Aim of the exercise
Search the entries below for the word "young" and copy each line that has it.
Records for the exercise Block Start
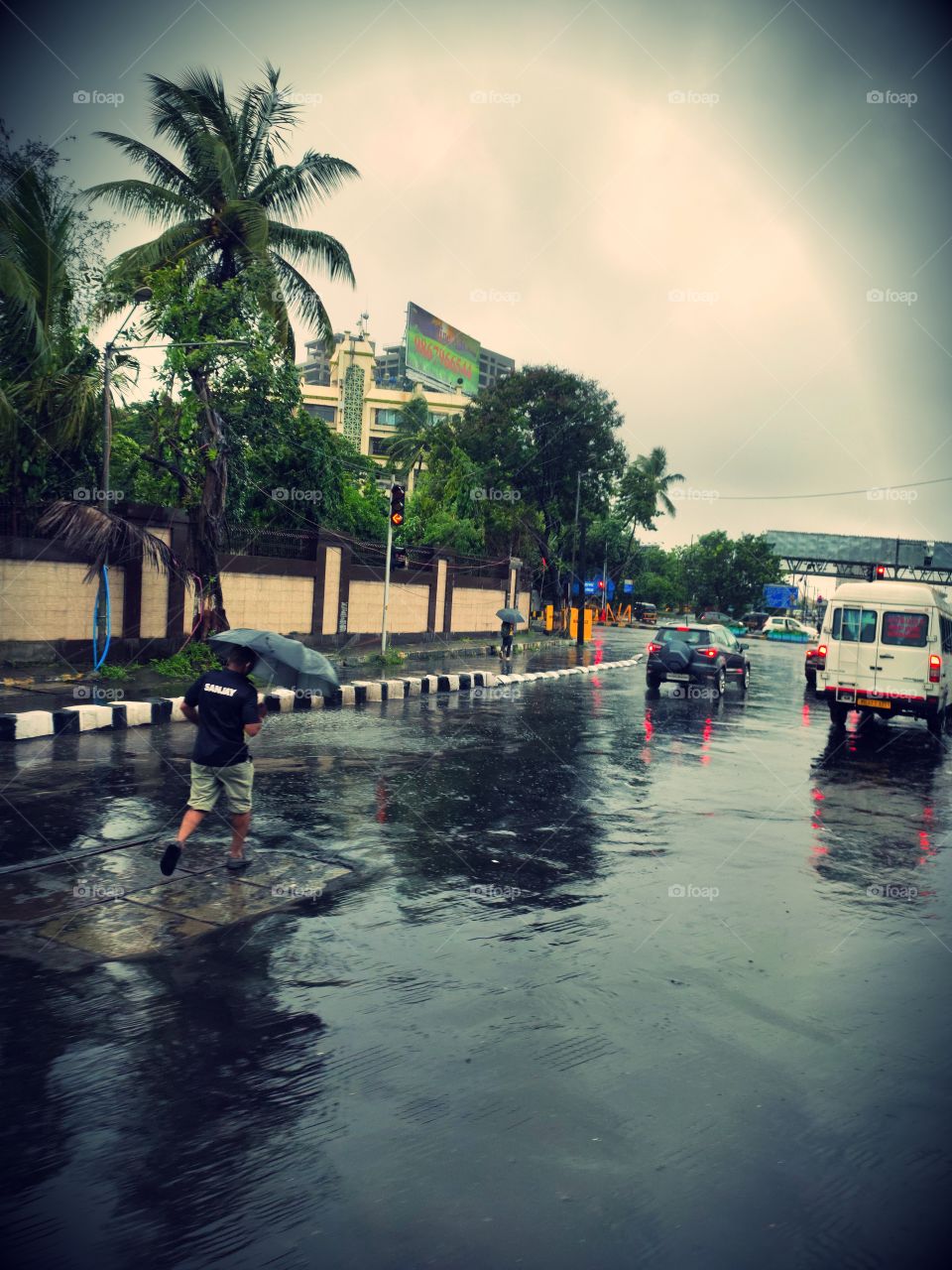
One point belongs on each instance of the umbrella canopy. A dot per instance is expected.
(289, 662)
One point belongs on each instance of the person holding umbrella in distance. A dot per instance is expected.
(223, 706)
(509, 617)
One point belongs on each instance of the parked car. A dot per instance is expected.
(754, 621)
(887, 649)
(788, 627)
(697, 654)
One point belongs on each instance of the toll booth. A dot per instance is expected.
(587, 624)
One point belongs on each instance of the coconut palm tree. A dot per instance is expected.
(225, 200)
(657, 480)
(644, 494)
(225, 203)
(49, 370)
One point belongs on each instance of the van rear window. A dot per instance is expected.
(907, 630)
(694, 638)
(855, 625)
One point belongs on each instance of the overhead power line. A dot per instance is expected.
(835, 493)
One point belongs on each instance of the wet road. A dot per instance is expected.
(631, 982)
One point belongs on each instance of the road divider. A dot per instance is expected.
(39, 724)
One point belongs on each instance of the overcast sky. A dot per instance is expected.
(690, 200)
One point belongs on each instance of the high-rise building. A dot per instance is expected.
(358, 391)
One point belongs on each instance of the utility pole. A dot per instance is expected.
(580, 626)
(386, 579)
(575, 543)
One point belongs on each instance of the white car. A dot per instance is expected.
(788, 626)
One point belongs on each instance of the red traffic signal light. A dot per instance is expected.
(397, 504)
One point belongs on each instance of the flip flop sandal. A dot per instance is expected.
(171, 857)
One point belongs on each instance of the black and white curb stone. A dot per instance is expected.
(33, 724)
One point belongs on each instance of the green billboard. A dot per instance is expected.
(439, 352)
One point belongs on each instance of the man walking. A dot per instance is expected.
(506, 634)
(223, 706)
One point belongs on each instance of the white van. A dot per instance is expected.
(887, 649)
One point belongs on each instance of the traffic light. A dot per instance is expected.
(397, 506)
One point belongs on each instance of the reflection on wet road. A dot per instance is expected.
(634, 980)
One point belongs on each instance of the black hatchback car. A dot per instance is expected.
(697, 654)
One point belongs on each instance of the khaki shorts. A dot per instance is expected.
(209, 783)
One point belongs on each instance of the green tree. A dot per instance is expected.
(225, 200)
(413, 439)
(521, 444)
(50, 372)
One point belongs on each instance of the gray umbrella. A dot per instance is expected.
(289, 662)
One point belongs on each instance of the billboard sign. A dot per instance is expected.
(779, 597)
(439, 353)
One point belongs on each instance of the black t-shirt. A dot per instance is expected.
(226, 701)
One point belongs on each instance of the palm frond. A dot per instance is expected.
(312, 249)
(145, 198)
(290, 189)
(158, 167)
(102, 538)
(301, 295)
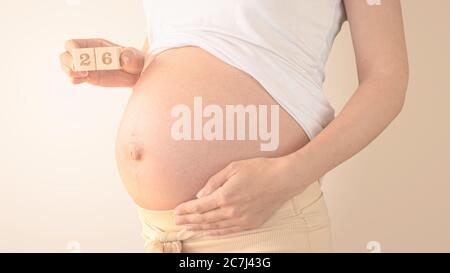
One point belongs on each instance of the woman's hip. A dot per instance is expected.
(301, 224)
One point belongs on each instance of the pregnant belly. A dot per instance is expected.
(159, 168)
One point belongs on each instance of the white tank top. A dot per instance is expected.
(283, 44)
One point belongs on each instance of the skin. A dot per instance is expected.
(242, 195)
(380, 49)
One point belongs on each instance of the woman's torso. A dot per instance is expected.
(160, 172)
(253, 52)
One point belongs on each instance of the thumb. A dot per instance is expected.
(132, 60)
(215, 182)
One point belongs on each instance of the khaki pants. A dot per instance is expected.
(300, 225)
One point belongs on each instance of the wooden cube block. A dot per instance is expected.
(83, 59)
(107, 58)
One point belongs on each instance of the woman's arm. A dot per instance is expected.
(380, 49)
(243, 195)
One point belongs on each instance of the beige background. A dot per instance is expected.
(58, 181)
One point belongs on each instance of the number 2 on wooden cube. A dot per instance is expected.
(107, 58)
(99, 58)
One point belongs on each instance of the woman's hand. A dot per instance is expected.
(131, 60)
(242, 196)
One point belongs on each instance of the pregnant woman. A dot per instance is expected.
(227, 133)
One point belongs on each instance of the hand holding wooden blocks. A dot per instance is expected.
(98, 58)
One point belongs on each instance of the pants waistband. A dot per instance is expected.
(161, 234)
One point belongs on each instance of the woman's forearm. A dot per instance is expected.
(377, 101)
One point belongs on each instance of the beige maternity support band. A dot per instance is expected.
(301, 224)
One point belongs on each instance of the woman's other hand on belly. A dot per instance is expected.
(242, 196)
(131, 61)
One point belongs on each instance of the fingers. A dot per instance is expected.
(198, 205)
(132, 60)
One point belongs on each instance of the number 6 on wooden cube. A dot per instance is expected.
(107, 58)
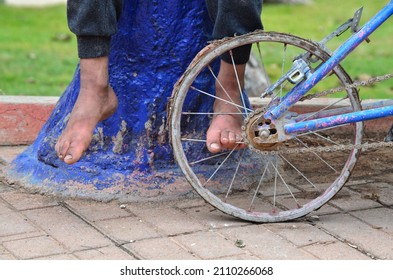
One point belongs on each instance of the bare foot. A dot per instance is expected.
(225, 130)
(96, 102)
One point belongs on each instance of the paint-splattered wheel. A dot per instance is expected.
(264, 183)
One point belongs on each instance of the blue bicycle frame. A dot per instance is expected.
(336, 118)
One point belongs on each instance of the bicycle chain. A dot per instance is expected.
(342, 147)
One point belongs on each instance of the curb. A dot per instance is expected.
(22, 117)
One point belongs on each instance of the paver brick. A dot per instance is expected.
(104, 253)
(266, 244)
(68, 229)
(382, 192)
(160, 249)
(95, 211)
(335, 250)
(34, 247)
(24, 201)
(380, 218)
(213, 218)
(360, 234)
(208, 245)
(13, 223)
(300, 234)
(4, 208)
(127, 229)
(61, 257)
(354, 201)
(168, 220)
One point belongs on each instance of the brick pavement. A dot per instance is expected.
(355, 226)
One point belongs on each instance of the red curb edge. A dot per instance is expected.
(22, 117)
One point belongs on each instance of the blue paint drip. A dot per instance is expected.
(155, 43)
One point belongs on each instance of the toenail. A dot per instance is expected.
(215, 146)
(68, 157)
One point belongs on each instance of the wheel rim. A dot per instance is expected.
(265, 189)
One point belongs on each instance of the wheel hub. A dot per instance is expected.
(260, 133)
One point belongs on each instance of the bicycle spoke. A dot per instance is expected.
(226, 101)
(259, 185)
(318, 156)
(221, 164)
(234, 176)
(223, 88)
(298, 171)
(238, 82)
(286, 185)
(255, 183)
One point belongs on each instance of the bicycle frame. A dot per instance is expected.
(333, 117)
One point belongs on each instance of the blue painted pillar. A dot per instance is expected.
(130, 153)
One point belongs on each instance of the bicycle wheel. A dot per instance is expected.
(262, 183)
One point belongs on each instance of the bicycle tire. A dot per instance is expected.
(196, 175)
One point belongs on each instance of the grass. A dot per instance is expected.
(38, 52)
(317, 20)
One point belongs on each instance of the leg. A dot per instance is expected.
(225, 130)
(96, 102)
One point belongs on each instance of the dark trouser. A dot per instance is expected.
(95, 21)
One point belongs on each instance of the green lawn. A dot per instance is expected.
(38, 52)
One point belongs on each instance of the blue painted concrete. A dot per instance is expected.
(155, 43)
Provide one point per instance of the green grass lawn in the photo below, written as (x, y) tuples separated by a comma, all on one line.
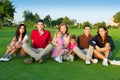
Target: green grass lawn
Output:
[(51, 70)]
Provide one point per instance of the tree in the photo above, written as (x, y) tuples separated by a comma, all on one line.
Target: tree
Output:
[(29, 18), (47, 20), (86, 23), (36, 16), (96, 25), (7, 10), (67, 20), (117, 18), (59, 21)]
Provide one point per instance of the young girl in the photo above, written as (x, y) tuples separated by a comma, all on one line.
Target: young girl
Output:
[(103, 45), (59, 47), (72, 44), (15, 45)]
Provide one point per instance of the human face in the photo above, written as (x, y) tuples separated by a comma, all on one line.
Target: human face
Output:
[(40, 26), (72, 41), (102, 32), (22, 29), (87, 30), (59, 35), (63, 29)]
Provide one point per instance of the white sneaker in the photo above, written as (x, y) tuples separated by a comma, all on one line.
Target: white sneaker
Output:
[(4, 59), (94, 61), (87, 62), (58, 59), (105, 62)]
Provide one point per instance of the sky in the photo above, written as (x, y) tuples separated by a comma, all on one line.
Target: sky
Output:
[(81, 10)]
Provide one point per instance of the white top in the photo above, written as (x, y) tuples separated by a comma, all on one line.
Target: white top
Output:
[(24, 39)]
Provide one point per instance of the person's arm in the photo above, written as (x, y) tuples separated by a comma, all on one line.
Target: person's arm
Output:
[(92, 42), (25, 40), (111, 43), (49, 37)]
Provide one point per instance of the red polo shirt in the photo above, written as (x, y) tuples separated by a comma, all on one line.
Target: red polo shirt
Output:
[(40, 41)]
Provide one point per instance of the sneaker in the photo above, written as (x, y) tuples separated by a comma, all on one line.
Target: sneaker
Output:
[(105, 62), (87, 62), (4, 59), (94, 61), (40, 61), (28, 61), (58, 59), (114, 62)]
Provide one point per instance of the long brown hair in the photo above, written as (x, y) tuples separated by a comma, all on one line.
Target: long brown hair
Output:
[(17, 34), (100, 38), (62, 24)]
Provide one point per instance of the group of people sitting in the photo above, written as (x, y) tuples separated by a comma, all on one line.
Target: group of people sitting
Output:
[(63, 46)]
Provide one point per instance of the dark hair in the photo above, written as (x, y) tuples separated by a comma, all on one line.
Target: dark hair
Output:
[(102, 28), (17, 34), (87, 26), (100, 38), (62, 24), (73, 36), (40, 20)]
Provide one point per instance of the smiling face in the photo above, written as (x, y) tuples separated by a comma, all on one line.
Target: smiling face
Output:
[(63, 29), (87, 30), (21, 29), (40, 26), (102, 32), (72, 41)]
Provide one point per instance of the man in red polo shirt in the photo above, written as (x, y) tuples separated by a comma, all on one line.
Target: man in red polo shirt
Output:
[(41, 46)]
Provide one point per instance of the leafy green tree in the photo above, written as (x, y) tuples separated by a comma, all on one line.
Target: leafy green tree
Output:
[(86, 23), (117, 18), (29, 18), (36, 16), (59, 21), (67, 20), (96, 25), (47, 20), (7, 10)]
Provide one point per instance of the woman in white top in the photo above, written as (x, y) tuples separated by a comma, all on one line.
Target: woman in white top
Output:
[(15, 45), (64, 29)]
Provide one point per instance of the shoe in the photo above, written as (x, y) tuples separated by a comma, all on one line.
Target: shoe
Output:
[(58, 59), (114, 62), (87, 62), (4, 59), (71, 58), (28, 61), (105, 62), (94, 61), (40, 61)]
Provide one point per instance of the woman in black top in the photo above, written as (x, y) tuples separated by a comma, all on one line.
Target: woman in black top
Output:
[(103, 45)]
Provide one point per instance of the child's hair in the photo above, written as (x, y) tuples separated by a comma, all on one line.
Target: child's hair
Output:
[(73, 36), (58, 32)]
Records for the exercise Block End
Solution to the exercise
Provide one point per instance of the young girl in the photo above, written as (x, y) tuples separated by a comma, all on one line.
Target: young girl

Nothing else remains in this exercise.